== HOW TO COMPLETE THIS TASK ==
Below are entries; copy exactly the lines from the one with "Pass this photo to locate to point out the wooden picket" through the one with "Pass this photo to locate to point out the bush.", both included, and leave out the rest.
***** MATERIAL SHOWN
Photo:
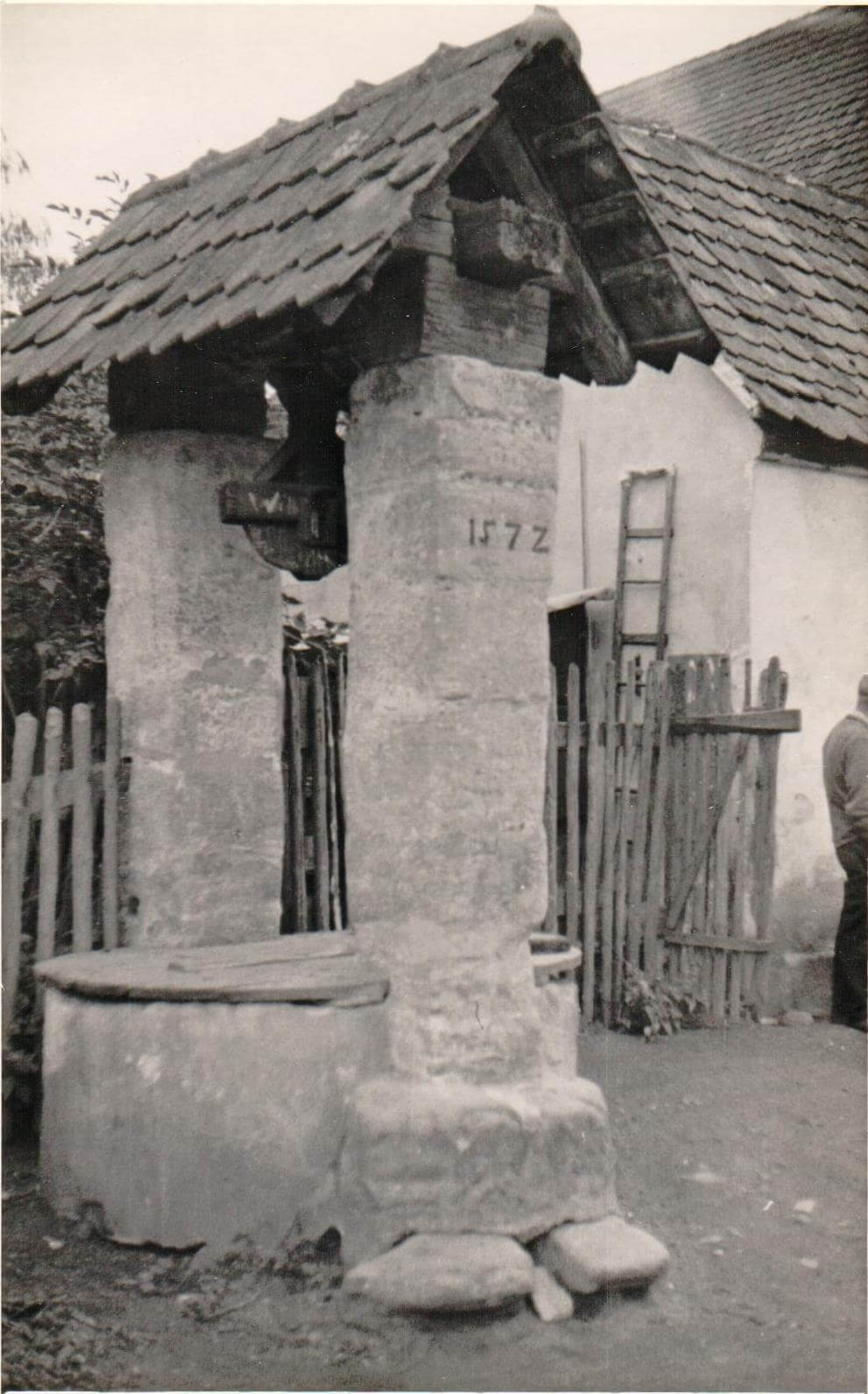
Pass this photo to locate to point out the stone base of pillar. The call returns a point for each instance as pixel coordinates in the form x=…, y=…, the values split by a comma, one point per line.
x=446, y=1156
**********
***** MATERIAL SHOWN
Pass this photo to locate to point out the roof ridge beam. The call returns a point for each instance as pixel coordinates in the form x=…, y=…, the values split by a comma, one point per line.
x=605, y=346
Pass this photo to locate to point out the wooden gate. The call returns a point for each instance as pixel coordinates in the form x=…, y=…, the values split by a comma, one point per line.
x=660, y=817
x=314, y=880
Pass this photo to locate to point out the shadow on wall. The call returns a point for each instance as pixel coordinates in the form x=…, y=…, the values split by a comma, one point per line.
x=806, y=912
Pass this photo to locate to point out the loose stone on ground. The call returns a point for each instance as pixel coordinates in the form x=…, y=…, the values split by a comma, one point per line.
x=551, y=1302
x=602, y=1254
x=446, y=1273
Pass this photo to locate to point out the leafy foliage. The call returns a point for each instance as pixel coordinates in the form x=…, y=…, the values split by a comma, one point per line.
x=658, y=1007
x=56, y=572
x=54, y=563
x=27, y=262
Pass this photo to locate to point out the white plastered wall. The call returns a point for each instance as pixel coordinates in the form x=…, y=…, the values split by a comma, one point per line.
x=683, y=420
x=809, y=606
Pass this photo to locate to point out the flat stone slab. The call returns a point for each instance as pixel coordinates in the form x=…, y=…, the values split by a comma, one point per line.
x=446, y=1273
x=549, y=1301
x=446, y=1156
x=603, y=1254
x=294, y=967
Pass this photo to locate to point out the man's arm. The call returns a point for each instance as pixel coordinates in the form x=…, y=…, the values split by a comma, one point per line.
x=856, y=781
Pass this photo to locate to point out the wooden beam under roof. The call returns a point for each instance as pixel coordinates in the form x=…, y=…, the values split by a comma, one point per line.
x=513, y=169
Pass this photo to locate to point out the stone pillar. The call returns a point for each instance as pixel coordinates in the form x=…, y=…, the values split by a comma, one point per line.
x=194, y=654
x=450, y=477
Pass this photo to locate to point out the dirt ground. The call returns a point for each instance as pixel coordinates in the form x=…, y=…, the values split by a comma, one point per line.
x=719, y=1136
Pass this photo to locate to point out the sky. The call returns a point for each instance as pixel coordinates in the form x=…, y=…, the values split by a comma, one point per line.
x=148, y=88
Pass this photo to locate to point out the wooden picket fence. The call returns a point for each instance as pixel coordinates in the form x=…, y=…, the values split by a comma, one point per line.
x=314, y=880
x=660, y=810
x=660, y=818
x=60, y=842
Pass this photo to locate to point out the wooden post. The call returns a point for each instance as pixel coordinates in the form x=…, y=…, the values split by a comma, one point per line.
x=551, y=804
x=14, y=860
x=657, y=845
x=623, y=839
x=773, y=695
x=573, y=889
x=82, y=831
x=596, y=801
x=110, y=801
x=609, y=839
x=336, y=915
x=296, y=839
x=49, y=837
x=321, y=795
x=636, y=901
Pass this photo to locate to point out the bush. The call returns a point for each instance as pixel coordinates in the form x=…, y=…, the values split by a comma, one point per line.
**********
== SOLUTION TO THIS PROBLEM ==
Pass this photo to locate to point out the wooden picket fence. The call returns a point for each instance as pixel coordinates in the form x=…, y=…, the values split by a comma, one point per line.
x=314, y=880
x=660, y=810
x=660, y=818
x=60, y=842
Pass this photo to locate to point out the wooden post. The call returns a point for each instance as pixel coordinates in the form x=…, y=…, the values split by a comma, one point per line.
x=551, y=804
x=14, y=860
x=657, y=845
x=623, y=839
x=773, y=695
x=573, y=889
x=82, y=831
x=596, y=801
x=110, y=801
x=609, y=839
x=336, y=915
x=296, y=839
x=49, y=837
x=321, y=795
x=636, y=901
Pass this photo to locate to point out the bush. The call returns a point for each instance as pixel coordinates in the form x=…, y=…, the values split by a comma, one point per line.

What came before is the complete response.